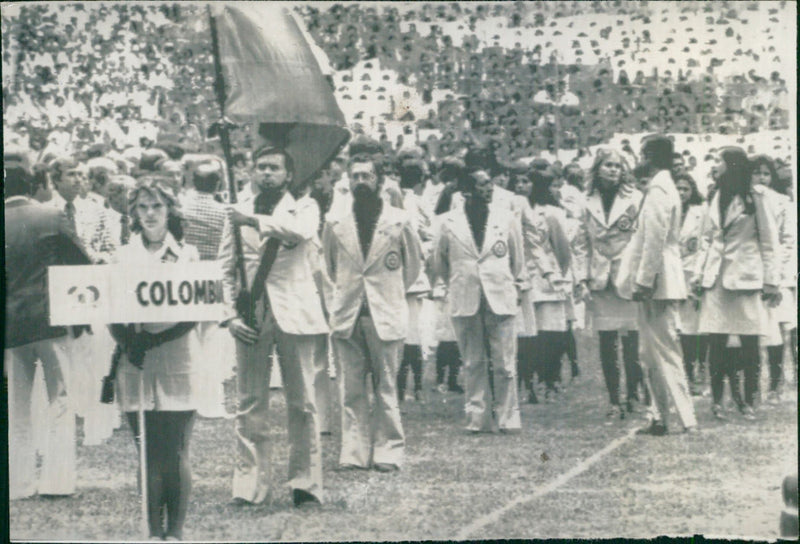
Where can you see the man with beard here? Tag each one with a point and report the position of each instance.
(283, 309)
(479, 253)
(372, 255)
(651, 272)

> **PROMPT**:
Rewrite the listing, changing "beard" to "mustache" and keeping everything else the same. Leave the picture out.

> **ANSWER**:
Where can you see the man with mustache here? Tag each one with a point and report the position of each instance.
(283, 309)
(479, 253)
(372, 255)
(651, 272)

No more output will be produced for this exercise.